Recorded data

--- BEGIN ---

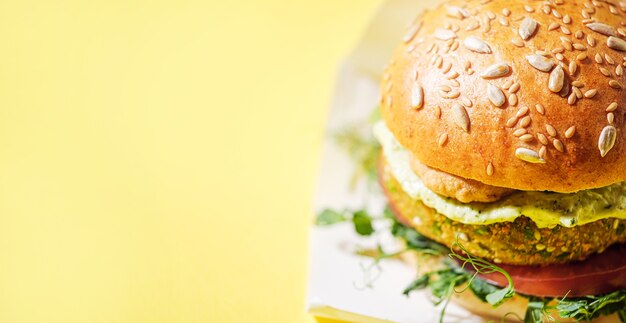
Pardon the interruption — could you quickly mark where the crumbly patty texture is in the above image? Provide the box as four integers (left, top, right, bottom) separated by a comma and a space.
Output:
378, 158, 626, 265
381, 0, 626, 192
404, 157, 515, 203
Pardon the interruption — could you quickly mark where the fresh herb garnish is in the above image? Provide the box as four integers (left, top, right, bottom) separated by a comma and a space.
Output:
450, 240, 515, 307
315, 209, 346, 225
315, 209, 374, 236
315, 208, 626, 323
554, 290, 626, 322
334, 124, 380, 187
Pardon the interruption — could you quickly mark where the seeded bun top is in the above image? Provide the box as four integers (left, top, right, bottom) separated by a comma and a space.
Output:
381, 0, 626, 192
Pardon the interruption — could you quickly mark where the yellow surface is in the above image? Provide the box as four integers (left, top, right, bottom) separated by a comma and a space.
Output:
0, 0, 380, 323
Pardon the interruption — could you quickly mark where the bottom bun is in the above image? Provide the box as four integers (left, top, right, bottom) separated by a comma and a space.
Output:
400, 252, 620, 323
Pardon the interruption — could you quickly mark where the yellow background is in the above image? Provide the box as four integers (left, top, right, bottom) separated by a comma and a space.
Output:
0, 0, 381, 323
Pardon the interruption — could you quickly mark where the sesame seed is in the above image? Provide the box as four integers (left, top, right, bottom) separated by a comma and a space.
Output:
446, 71, 459, 80
509, 93, 517, 107
519, 116, 531, 128
515, 147, 546, 164
535, 104, 546, 115
539, 146, 546, 159
487, 84, 506, 107
480, 63, 511, 79
552, 139, 565, 152
437, 133, 448, 147
563, 41, 574, 52
581, 10, 591, 19
569, 61, 578, 76
546, 124, 557, 137
548, 22, 561, 31
587, 35, 596, 47
572, 86, 583, 99
584, 89, 598, 99
446, 91, 461, 99
599, 67, 611, 77
606, 36, 626, 52
548, 65, 565, 93
565, 126, 576, 139
594, 54, 604, 64
604, 54, 615, 65
606, 112, 615, 124
598, 126, 617, 157
513, 128, 528, 137
519, 18, 537, 40
609, 80, 622, 90
435, 106, 441, 119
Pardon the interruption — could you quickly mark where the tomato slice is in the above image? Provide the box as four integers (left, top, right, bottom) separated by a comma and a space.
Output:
466, 244, 626, 297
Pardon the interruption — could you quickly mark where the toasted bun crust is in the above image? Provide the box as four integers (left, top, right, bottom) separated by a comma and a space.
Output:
381, 0, 626, 192
404, 157, 514, 203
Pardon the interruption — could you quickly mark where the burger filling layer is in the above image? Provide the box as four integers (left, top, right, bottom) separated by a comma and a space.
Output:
374, 121, 626, 228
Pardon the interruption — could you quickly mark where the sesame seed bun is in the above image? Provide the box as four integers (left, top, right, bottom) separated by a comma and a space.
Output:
381, 0, 626, 192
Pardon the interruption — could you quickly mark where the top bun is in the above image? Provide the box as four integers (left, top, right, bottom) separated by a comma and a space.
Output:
381, 0, 626, 192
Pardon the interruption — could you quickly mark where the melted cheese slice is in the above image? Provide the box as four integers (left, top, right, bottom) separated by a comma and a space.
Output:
374, 121, 626, 228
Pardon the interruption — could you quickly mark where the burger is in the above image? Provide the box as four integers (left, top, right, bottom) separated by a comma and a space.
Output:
366, 0, 626, 322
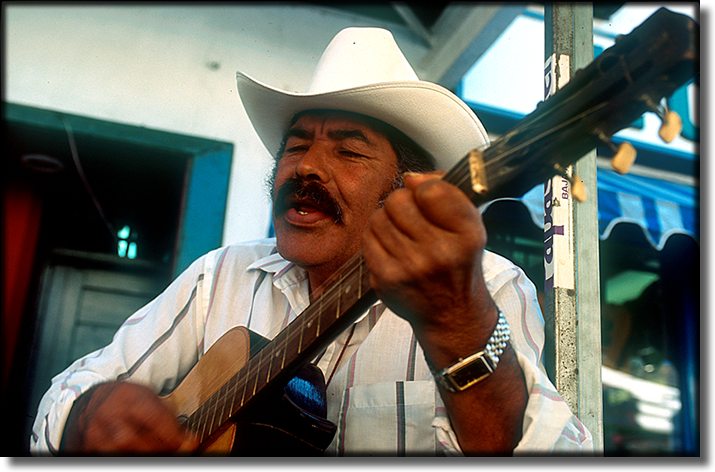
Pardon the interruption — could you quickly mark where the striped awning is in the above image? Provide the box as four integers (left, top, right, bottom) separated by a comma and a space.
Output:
491, 168, 700, 250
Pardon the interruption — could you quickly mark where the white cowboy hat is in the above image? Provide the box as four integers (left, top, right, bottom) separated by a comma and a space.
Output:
236, 27, 489, 170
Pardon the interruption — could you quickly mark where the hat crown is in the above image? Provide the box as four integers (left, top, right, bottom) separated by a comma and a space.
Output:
308, 27, 419, 94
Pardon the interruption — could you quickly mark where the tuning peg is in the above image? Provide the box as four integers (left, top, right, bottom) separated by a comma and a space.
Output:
645, 97, 683, 143
611, 143, 636, 174
596, 132, 637, 174
569, 175, 587, 203
658, 111, 683, 143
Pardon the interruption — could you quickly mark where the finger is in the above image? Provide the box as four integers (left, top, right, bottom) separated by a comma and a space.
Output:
413, 179, 481, 233
370, 209, 414, 258
403, 170, 445, 189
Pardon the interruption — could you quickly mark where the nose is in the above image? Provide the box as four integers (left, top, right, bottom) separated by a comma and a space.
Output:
295, 143, 330, 182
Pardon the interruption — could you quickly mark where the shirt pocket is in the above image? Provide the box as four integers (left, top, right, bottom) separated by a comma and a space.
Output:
329, 380, 442, 456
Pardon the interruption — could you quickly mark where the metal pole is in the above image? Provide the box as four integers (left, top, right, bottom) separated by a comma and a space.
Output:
544, 3, 603, 453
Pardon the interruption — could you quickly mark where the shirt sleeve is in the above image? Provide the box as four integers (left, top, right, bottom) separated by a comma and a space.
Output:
433, 252, 593, 455
487, 254, 593, 455
30, 253, 220, 455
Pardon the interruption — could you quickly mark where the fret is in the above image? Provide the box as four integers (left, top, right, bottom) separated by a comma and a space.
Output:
335, 277, 343, 320
315, 297, 323, 338
298, 317, 310, 354
281, 323, 291, 370
358, 259, 362, 298
239, 369, 248, 408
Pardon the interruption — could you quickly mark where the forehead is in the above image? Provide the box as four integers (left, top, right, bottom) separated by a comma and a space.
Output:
289, 110, 389, 140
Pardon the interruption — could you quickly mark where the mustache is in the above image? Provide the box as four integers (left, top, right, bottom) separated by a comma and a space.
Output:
273, 178, 343, 223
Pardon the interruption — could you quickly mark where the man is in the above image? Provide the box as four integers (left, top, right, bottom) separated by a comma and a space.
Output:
31, 28, 591, 455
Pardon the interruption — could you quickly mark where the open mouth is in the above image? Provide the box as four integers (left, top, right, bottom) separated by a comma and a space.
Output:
274, 180, 342, 224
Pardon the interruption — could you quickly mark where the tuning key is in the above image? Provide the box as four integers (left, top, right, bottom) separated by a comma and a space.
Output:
658, 111, 683, 143
611, 143, 636, 174
596, 131, 637, 174
569, 175, 586, 203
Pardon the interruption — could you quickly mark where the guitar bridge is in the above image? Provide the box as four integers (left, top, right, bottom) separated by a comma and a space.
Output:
469, 149, 489, 195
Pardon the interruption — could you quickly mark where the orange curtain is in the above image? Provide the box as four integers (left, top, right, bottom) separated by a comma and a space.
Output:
2, 182, 42, 385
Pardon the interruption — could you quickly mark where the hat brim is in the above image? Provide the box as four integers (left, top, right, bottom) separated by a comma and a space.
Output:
236, 72, 489, 170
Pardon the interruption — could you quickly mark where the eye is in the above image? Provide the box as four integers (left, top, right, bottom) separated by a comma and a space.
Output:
283, 144, 308, 155
339, 149, 366, 157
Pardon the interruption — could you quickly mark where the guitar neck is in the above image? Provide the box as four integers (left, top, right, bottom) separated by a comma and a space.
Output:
182, 5, 699, 448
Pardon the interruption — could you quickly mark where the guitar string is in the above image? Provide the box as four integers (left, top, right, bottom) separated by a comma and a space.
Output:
445, 102, 607, 194
186, 254, 364, 440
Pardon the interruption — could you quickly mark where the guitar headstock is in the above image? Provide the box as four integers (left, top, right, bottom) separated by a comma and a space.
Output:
458, 8, 699, 203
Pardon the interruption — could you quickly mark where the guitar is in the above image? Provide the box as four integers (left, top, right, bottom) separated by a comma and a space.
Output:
162, 9, 699, 454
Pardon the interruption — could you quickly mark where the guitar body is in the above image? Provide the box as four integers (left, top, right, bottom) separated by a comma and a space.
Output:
161, 327, 336, 456
154, 8, 699, 456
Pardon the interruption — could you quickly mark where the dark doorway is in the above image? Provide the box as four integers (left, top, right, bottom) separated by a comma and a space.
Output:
3, 104, 233, 456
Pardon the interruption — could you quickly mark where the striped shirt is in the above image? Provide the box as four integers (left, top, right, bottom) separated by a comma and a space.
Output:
30, 239, 593, 455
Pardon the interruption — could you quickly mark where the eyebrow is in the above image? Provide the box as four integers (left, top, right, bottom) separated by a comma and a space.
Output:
285, 128, 372, 145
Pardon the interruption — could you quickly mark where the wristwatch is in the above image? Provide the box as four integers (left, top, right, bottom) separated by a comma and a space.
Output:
433, 310, 511, 392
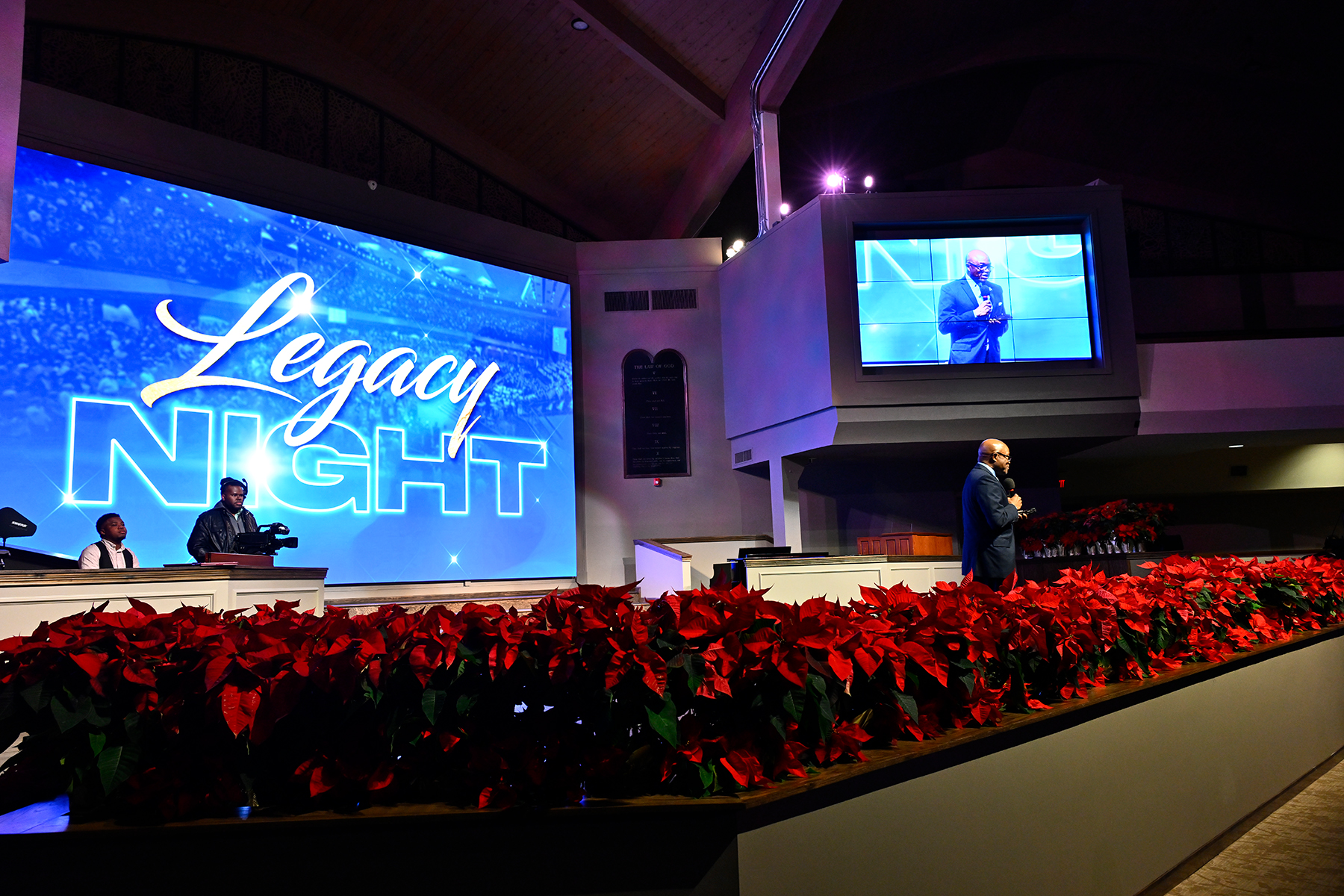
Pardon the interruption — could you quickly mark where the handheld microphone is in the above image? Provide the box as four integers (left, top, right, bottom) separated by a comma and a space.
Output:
1004, 476, 1036, 516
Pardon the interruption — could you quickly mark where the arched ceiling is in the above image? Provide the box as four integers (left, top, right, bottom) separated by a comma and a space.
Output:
27, 0, 1344, 239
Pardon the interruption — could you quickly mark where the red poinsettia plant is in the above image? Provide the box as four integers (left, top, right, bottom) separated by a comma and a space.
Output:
1018, 498, 1176, 558
0, 558, 1344, 819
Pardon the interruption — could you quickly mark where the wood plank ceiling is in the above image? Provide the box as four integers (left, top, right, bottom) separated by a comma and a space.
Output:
143, 0, 774, 237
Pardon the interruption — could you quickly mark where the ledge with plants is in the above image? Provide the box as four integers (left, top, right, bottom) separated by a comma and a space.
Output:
0, 558, 1344, 822
1018, 498, 1175, 558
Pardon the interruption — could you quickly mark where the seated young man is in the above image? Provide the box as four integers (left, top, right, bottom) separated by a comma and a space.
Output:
79, 513, 140, 570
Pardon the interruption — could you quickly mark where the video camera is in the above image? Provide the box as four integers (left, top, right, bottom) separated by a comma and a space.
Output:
234, 523, 299, 556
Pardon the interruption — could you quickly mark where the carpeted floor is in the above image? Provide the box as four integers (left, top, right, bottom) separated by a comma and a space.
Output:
1168, 762, 1344, 896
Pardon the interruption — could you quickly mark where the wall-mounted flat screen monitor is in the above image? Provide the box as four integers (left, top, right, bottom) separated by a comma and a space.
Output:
855, 220, 1099, 371
0, 148, 576, 582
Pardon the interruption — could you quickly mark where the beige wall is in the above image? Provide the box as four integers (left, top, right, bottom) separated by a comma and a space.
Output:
576, 239, 770, 585
1062, 442, 1344, 496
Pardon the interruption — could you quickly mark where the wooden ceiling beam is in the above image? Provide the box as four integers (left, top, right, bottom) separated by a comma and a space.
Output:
647, 0, 840, 239
561, 0, 724, 124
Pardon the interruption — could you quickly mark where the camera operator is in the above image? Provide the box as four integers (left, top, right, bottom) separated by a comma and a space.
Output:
187, 477, 257, 563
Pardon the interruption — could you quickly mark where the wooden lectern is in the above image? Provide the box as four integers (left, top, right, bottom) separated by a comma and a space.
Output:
859, 532, 953, 556
202, 553, 276, 570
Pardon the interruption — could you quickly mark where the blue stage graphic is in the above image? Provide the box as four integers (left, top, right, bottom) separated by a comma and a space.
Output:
855, 234, 1092, 367
0, 148, 576, 582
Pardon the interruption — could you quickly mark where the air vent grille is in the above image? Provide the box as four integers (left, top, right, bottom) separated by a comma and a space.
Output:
653, 289, 695, 311
606, 289, 649, 311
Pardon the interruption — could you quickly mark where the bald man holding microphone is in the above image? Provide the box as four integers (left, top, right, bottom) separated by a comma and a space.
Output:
961, 439, 1021, 591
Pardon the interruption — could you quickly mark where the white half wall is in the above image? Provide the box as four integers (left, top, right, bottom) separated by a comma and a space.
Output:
738, 638, 1344, 896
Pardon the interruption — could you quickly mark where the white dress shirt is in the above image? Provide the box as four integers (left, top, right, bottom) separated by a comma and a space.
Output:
79, 538, 137, 570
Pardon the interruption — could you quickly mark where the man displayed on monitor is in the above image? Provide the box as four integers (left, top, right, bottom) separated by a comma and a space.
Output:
79, 513, 140, 570
938, 249, 1008, 364
187, 476, 257, 563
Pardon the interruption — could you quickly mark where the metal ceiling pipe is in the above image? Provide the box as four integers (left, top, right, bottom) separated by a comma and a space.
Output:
751, 0, 806, 237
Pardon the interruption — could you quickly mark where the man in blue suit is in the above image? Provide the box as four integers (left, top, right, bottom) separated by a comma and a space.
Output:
938, 249, 1008, 364
961, 439, 1021, 590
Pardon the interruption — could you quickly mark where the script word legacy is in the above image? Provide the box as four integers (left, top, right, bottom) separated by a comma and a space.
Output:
140, 273, 500, 457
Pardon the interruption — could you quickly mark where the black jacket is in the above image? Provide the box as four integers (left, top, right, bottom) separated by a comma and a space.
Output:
961, 464, 1018, 579
187, 501, 257, 563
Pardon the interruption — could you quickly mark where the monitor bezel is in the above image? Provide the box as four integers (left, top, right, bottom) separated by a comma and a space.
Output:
850, 214, 1107, 382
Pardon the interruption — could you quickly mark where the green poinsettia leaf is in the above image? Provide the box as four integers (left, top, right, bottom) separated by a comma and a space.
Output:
897, 691, 919, 721
644, 697, 677, 747
98, 746, 140, 794
420, 688, 447, 726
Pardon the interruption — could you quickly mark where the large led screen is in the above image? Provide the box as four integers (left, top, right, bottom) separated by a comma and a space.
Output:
855, 234, 1094, 367
0, 149, 575, 582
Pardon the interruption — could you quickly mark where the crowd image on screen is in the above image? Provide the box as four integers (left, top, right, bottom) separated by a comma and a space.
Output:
0, 149, 573, 446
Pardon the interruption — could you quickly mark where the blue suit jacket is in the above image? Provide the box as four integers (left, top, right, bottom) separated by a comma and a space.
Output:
961, 464, 1018, 579
938, 277, 1008, 364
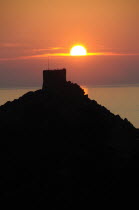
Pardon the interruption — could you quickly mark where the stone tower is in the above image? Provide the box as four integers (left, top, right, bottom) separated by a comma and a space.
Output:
42, 69, 66, 89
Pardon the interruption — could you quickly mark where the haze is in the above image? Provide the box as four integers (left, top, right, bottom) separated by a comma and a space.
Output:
0, 0, 139, 87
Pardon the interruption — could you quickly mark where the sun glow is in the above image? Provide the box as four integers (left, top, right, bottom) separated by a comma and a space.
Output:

--- END ---

[Given problem]: Change "four integers" to "four whole numbers" in the lines from the line with "where the monitor" to the line with "850, 214, 1107, 382", and give back only those lines with everything else left as it is.

[Expected output]:
Pardon the interruption — could you quickly mark where the monitor bezel is in the above image? Provide the box as four whole numbers (left, top, right, bottom) separated by a comma and a space.
Output:
850, 214, 1107, 382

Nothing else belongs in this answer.